BRIEF ▸
Go to the line below containing "Locate the green grass field;" and print exactly from there through the line containing "Locate the cable", both included. Print nothing else.

STORED DATA ▸
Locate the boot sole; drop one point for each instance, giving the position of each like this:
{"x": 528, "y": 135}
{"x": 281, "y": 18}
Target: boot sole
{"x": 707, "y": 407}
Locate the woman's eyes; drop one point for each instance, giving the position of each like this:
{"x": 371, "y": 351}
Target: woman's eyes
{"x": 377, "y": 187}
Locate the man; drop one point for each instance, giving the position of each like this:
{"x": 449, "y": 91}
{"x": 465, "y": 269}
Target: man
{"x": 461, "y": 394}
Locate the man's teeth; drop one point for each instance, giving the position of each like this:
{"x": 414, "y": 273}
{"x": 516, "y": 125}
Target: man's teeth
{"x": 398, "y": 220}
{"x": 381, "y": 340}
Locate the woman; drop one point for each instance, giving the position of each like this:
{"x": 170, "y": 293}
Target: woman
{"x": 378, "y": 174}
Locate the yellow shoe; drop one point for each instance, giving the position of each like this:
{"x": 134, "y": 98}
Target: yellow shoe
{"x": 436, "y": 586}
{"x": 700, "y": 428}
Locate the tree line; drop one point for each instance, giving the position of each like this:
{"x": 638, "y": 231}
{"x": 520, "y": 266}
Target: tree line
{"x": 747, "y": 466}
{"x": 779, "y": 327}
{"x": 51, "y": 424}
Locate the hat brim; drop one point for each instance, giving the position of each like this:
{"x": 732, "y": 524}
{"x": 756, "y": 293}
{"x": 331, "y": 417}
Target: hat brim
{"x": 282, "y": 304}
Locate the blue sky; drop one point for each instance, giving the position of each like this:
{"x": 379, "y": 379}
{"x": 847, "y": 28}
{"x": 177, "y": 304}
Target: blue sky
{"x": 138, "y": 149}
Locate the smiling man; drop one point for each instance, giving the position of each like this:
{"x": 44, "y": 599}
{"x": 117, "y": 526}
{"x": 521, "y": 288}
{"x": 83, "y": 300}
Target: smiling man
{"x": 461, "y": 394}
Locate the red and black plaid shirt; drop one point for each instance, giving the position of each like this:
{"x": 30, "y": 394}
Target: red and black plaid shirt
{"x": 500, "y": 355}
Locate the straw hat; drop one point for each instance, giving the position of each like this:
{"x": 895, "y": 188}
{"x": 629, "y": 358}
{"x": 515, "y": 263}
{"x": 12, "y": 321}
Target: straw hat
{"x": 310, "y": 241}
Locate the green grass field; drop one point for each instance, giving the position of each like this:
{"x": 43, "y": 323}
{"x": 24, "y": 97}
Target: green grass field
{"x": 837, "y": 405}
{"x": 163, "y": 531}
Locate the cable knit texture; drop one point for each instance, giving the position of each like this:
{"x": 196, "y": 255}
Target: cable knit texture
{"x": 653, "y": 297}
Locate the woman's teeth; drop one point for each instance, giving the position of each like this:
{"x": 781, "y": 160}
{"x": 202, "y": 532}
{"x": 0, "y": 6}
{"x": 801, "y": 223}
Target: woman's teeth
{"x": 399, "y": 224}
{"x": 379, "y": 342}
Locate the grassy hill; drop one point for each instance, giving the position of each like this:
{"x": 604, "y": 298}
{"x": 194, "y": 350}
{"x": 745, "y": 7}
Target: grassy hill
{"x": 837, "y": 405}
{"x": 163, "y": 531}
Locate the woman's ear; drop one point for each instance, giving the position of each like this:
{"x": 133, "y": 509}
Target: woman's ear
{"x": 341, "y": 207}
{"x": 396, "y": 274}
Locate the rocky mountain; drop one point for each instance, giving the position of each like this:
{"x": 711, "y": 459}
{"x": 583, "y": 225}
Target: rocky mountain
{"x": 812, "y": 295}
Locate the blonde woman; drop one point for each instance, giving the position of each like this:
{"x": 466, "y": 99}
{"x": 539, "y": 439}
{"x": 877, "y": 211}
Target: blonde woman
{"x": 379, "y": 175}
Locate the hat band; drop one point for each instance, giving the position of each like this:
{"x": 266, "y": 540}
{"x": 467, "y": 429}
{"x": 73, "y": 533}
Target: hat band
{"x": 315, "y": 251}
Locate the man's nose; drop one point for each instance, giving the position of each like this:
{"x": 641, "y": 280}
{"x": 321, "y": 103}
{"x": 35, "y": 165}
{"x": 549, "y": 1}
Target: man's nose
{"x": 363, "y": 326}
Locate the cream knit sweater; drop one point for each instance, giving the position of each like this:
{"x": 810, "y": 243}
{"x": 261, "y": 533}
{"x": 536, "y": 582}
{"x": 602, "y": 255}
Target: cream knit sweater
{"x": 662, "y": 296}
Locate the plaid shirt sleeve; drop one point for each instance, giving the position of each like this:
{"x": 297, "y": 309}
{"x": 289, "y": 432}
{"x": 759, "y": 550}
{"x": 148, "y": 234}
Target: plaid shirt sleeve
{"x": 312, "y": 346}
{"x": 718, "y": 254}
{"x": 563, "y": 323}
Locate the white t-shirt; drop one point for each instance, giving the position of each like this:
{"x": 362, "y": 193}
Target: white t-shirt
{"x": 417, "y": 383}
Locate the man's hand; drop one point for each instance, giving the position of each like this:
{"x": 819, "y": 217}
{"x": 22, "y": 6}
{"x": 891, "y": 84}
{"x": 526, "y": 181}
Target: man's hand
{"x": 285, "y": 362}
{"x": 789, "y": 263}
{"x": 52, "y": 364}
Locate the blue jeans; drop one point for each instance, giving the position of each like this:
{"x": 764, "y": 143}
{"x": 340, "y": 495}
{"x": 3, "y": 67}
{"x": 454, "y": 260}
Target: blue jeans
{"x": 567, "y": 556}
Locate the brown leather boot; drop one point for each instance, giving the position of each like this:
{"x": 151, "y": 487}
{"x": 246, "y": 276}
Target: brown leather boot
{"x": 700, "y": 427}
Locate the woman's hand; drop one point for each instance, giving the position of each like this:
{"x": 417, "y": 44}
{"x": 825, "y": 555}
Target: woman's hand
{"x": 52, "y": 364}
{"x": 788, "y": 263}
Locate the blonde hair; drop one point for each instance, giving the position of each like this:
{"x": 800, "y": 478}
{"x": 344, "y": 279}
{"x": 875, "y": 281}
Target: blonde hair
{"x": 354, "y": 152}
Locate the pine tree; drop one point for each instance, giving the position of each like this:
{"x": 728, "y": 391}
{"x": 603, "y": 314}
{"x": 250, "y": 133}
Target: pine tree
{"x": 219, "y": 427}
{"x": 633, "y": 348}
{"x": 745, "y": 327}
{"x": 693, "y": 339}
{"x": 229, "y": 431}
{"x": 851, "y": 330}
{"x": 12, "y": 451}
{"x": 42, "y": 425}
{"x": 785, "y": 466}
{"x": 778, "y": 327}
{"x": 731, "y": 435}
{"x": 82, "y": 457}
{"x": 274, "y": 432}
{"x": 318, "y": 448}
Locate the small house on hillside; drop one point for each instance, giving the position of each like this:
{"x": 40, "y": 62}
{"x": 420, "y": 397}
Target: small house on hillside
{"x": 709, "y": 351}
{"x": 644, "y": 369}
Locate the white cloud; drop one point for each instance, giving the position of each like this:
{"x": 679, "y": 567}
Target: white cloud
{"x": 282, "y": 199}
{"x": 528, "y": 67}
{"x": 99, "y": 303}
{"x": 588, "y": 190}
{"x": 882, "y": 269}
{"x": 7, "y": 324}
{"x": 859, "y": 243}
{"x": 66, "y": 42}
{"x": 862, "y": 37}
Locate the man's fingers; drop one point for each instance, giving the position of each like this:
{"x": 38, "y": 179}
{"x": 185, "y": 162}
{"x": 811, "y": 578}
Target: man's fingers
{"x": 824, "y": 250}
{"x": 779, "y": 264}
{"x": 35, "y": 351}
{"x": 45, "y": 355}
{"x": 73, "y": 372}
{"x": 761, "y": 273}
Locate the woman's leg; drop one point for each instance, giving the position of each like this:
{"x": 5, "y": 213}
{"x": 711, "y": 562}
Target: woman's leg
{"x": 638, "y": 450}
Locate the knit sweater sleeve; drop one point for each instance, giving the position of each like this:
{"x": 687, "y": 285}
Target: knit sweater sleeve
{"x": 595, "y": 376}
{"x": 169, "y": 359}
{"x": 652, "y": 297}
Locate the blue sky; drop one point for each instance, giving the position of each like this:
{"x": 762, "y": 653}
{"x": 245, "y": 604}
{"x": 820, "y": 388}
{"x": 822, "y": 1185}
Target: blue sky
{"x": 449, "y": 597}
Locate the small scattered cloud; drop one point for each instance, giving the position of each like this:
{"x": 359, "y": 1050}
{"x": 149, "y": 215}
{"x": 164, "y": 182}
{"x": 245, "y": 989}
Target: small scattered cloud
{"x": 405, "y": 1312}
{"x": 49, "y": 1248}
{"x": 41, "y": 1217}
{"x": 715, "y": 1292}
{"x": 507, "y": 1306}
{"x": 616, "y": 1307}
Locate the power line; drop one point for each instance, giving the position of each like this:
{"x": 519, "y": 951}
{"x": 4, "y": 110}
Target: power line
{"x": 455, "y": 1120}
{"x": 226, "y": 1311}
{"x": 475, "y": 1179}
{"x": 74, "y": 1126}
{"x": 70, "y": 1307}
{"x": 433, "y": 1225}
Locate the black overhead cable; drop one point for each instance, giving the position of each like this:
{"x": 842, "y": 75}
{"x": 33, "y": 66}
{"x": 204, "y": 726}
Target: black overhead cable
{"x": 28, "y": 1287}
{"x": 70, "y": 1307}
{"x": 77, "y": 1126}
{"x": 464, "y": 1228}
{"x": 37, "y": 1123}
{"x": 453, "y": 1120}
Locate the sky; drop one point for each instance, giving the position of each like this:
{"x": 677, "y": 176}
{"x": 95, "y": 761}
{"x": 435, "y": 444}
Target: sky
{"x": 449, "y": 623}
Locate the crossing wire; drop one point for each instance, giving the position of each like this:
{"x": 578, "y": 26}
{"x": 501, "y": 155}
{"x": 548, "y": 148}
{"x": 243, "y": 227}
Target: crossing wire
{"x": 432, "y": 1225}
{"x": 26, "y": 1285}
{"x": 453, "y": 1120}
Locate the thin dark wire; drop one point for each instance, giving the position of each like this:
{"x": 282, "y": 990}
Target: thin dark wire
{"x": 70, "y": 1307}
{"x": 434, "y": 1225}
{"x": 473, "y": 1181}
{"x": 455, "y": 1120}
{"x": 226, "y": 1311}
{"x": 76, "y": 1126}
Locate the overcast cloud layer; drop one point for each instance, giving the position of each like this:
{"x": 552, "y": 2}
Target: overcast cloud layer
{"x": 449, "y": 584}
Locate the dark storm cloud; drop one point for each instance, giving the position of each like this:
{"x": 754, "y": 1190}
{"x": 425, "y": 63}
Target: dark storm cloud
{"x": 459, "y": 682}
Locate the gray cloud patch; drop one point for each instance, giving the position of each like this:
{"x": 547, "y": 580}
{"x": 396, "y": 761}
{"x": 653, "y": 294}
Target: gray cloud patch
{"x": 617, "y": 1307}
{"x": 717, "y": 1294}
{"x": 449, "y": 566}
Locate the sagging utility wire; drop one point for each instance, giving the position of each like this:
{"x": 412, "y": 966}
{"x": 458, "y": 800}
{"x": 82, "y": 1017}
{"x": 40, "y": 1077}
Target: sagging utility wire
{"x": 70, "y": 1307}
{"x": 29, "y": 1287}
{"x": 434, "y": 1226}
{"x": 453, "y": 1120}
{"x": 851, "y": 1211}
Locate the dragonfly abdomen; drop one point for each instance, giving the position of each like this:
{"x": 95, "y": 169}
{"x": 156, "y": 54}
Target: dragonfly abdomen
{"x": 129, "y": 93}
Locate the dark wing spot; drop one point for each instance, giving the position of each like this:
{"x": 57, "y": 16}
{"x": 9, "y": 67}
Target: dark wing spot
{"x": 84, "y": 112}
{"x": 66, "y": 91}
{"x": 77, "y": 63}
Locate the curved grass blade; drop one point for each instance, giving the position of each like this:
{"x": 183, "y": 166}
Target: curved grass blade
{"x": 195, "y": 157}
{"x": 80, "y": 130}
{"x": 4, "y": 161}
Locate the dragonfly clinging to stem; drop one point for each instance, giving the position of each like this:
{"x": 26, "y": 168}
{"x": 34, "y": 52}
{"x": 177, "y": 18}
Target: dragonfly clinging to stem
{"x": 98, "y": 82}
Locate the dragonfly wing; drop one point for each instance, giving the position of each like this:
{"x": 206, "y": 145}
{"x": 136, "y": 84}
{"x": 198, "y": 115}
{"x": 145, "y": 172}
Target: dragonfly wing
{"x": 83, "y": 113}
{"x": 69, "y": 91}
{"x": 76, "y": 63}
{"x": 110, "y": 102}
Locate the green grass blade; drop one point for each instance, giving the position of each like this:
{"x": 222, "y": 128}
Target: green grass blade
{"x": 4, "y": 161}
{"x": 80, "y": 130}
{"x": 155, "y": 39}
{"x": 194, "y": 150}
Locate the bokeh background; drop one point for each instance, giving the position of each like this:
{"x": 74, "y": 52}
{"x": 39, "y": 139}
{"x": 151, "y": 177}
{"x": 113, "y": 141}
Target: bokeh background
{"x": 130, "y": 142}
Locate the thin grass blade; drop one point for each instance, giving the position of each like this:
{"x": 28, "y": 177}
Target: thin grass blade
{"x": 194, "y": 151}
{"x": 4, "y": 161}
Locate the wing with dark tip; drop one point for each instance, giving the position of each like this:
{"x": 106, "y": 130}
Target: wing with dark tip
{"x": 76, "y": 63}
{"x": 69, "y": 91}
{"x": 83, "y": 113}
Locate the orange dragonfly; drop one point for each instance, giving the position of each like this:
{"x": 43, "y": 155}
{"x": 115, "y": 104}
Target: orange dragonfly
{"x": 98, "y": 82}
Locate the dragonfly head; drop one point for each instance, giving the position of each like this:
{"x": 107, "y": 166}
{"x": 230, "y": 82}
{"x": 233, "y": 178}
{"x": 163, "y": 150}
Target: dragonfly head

TASK SOLUTION ▸
Locate the green grass field; drop one point for each instance, giving the position of each like this:
{"x": 43, "y": 323}
{"x": 24, "y": 97}
Target: green grass field
{"x": 837, "y": 405}
{"x": 163, "y": 531}
Locate the cable knit texture; drop one point for each instance, giving the position of each like this:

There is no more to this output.